**Task directions:**
Repeat verbatim every line of the material, beginning at the line that holds "Outline every instance of the **weathered" and ending at its last line.

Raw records
>>>>

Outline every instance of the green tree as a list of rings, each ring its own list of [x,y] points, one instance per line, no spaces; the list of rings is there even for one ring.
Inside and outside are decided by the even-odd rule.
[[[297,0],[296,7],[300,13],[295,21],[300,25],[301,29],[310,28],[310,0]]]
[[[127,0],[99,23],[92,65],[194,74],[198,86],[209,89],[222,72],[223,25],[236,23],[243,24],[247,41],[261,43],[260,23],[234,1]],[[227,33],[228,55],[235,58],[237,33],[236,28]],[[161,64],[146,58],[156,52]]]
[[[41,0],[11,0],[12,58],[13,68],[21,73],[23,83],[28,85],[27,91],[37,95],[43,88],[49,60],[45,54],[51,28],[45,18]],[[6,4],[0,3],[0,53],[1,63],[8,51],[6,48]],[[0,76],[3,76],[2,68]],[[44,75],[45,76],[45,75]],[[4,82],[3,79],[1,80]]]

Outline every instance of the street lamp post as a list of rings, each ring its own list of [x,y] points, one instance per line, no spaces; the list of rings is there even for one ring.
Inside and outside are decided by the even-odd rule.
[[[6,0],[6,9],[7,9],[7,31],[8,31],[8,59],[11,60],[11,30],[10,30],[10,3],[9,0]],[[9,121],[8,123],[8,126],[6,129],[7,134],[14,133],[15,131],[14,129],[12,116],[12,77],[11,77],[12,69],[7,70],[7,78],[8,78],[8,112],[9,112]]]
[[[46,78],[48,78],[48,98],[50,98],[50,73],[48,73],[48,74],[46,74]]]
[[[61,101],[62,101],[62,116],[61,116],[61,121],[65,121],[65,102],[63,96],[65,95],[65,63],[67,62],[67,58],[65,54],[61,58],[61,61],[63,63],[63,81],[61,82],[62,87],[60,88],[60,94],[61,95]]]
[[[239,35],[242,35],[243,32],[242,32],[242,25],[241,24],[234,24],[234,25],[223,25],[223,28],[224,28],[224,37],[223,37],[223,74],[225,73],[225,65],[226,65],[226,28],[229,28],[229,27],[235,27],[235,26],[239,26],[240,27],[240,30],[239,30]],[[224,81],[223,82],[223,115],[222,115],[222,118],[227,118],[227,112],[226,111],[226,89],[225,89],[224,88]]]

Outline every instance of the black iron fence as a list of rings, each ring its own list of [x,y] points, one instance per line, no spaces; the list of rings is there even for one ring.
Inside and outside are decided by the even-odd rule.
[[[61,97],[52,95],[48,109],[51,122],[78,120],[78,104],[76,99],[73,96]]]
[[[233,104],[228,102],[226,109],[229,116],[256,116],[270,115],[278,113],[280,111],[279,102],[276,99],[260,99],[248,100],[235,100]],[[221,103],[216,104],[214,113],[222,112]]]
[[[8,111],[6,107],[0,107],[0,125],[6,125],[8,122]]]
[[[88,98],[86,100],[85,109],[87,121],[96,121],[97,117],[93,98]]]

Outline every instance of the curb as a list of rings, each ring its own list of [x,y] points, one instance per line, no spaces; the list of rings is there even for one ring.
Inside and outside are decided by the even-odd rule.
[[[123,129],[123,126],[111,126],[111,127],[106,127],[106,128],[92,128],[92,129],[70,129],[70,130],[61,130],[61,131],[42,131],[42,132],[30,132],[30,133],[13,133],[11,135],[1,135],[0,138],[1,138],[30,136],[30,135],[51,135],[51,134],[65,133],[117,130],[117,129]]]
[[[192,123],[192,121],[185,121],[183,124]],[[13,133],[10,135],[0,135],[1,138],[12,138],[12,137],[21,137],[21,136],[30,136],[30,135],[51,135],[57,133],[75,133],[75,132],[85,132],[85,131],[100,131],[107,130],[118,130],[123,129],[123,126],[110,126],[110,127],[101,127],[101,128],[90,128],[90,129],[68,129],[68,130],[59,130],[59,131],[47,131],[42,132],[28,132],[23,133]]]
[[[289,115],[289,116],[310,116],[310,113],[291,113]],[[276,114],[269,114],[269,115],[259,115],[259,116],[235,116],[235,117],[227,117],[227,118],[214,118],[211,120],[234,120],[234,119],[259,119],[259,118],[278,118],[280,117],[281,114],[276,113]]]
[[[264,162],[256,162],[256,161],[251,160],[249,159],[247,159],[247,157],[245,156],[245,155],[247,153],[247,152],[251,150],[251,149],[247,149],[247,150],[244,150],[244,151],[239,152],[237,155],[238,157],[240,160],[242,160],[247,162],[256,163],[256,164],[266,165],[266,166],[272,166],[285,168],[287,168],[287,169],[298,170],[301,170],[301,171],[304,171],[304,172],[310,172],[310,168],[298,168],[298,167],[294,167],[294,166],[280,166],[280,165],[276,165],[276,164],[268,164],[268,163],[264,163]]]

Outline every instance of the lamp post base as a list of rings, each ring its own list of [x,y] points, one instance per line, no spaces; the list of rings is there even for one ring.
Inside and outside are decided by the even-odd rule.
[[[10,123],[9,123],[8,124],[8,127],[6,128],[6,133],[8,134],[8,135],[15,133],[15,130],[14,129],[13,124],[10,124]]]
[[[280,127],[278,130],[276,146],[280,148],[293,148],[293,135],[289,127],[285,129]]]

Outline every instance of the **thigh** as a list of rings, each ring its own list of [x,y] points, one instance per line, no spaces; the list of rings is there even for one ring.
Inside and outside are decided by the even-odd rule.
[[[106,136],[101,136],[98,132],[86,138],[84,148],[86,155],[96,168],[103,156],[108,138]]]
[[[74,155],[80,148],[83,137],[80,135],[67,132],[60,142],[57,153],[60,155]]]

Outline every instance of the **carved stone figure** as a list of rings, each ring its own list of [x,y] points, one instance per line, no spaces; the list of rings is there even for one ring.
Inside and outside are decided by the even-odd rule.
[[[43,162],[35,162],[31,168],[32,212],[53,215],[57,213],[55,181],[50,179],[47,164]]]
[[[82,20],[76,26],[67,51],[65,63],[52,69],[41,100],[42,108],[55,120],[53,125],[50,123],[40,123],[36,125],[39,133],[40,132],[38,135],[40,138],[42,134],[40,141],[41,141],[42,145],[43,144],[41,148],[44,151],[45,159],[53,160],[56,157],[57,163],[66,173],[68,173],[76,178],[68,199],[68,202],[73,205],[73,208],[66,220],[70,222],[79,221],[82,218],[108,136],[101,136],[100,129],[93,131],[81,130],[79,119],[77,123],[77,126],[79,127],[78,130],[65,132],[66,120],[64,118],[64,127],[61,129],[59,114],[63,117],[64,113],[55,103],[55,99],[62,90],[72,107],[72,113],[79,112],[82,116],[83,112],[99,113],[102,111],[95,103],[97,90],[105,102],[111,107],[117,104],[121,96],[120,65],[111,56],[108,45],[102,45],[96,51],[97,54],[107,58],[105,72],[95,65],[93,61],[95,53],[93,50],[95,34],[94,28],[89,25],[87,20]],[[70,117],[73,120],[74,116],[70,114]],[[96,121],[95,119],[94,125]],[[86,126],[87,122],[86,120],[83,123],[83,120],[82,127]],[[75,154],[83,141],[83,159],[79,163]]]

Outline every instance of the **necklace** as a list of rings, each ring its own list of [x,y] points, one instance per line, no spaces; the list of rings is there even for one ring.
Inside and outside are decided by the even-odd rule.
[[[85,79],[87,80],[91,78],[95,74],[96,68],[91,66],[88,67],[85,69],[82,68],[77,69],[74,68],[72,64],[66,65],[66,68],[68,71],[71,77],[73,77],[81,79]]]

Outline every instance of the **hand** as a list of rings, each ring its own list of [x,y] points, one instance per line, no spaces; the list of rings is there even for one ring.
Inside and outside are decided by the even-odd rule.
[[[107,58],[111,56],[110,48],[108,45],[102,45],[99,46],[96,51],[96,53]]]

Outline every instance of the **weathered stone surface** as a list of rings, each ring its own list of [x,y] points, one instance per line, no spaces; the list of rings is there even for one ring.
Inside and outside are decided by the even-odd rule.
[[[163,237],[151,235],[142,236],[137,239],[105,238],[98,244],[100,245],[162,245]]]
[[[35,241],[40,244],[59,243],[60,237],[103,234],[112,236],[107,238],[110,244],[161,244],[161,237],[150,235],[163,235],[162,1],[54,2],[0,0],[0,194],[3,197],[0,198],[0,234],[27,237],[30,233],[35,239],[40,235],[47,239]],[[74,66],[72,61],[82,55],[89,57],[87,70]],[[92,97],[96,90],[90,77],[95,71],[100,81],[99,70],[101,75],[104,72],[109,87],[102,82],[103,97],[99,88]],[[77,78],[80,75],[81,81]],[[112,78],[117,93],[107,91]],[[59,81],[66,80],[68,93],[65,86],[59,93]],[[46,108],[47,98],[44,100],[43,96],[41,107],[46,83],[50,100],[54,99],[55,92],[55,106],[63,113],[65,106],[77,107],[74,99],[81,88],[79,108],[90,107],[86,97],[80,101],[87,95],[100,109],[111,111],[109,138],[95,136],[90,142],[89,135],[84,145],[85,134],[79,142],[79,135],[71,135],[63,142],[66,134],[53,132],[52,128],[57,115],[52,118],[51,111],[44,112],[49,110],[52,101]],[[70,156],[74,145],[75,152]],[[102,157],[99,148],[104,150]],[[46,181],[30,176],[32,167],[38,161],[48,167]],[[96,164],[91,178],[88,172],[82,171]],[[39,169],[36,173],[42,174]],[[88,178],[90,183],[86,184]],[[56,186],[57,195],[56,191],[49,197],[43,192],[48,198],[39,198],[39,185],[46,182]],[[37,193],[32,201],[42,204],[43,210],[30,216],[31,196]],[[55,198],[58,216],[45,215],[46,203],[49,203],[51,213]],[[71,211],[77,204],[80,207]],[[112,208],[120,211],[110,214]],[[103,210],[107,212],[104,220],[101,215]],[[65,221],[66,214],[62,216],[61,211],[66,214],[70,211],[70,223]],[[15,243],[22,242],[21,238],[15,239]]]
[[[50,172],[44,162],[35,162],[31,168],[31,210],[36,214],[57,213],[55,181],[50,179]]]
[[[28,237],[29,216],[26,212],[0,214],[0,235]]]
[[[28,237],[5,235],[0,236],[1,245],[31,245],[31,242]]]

<<<<

**Written solution:**
Outline every instance of the **weathered stone surface** as a list of rings, each ring its own list of [x,y] points, one instance per line, no spaces; the list of rings is there even for one ring.
Inside and outside are decided by the even-odd rule.
[[[163,237],[151,235],[142,236],[137,239],[105,238],[98,244],[100,245],[162,245]]]
[[[35,241],[40,244],[59,243],[60,237],[103,234],[112,236],[107,238],[110,244],[161,244],[161,237],[150,235],[163,235],[162,1],[54,2],[0,0],[0,194],[3,197],[0,198],[0,234],[27,237],[30,233],[35,239],[40,235],[47,239]],[[74,66],[72,61],[82,55],[89,57],[87,70]],[[92,97],[96,90],[90,77],[95,71],[100,81],[99,70],[101,75],[104,72],[109,87],[102,82],[103,97],[99,88]],[[77,78],[80,75],[81,81]],[[112,78],[117,93],[107,91]],[[59,81],[66,80],[68,93],[65,86],[59,93]],[[46,108],[47,98],[44,100],[43,96],[41,107],[46,83],[50,100],[54,99],[55,92],[55,106],[63,113],[65,106],[77,107],[74,99],[81,88],[79,108],[90,107],[86,97],[80,101],[87,95],[100,109],[111,111],[109,138],[95,136],[90,142],[89,135],[84,145],[85,134],[79,142],[79,135],[71,135],[63,142],[66,134],[53,132],[52,128],[57,115],[52,118],[51,111],[44,112],[49,110],[52,101]],[[70,156],[74,145],[75,152]],[[102,157],[99,148],[104,150]],[[46,181],[30,176],[32,167],[38,161],[48,167]],[[96,164],[91,178],[88,172],[82,171]],[[39,169],[36,173],[42,174]],[[88,178],[90,183],[86,184]],[[56,186],[57,195],[56,191],[49,197],[43,192],[48,198],[39,198],[39,185],[46,182]],[[37,193],[32,201],[42,204],[43,210],[30,216],[31,196]],[[55,198],[58,216],[45,215],[46,203],[49,203],[51,213]],[[71,211],[77,204],[80,207]],[[112,208],[120,211],[110,214]],[[103,210],[107,212],[104,220],[101,215]],[[65,221],[66,214],[62,216],[61,211],[66,214],[70,211],[70,223]],[[15,243],[22,242],[21,238],[15,239]]]
[[[50,172],[44,162],[35,162],[31,168],[31,210],[36,214],[57,213],[55,181],[50,179]]]
[[[28,237],[29,216],[26,212],[0,214],[0,235]]]
[[[28,237],[5,235],[0,236],[1,245],[31,245],[31,242]]]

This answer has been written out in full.